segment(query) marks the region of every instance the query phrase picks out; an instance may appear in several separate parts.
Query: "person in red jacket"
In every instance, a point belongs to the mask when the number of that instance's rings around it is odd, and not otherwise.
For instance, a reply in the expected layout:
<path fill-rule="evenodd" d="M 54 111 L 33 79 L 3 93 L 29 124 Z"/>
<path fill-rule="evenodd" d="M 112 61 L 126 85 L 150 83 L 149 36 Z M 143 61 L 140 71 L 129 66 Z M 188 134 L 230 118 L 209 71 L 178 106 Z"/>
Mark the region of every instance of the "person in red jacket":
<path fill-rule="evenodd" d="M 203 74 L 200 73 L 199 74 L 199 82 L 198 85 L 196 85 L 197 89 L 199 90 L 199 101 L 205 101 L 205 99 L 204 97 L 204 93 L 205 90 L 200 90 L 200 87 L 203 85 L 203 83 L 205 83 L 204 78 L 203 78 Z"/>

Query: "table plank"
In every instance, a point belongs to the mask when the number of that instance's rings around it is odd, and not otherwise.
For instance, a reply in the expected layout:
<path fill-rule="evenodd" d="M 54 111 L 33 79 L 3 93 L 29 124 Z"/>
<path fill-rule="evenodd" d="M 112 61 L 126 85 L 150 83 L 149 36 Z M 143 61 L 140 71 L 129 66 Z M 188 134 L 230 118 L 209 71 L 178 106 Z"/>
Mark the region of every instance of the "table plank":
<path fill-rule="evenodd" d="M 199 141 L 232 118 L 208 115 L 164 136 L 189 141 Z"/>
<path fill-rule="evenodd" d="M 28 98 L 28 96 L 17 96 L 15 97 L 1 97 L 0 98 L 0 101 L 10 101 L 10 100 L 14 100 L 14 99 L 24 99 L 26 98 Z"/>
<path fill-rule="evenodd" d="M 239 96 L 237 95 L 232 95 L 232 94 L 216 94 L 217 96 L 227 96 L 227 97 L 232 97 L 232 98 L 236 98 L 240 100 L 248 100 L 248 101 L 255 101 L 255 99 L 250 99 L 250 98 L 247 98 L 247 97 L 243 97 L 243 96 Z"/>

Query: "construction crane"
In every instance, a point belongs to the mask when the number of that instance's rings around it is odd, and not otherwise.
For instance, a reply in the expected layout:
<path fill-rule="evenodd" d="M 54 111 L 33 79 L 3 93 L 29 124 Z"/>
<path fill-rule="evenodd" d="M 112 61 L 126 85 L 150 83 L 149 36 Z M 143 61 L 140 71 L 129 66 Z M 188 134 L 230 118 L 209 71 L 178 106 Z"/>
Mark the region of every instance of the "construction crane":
■ ■ ■ ■ ■
| Stated goal |
Report every line of the data above that contains the string "construction", copying each such line in full.

| Full output |
Query: "construction crane"
Mark the region of every instance of the "construction crane":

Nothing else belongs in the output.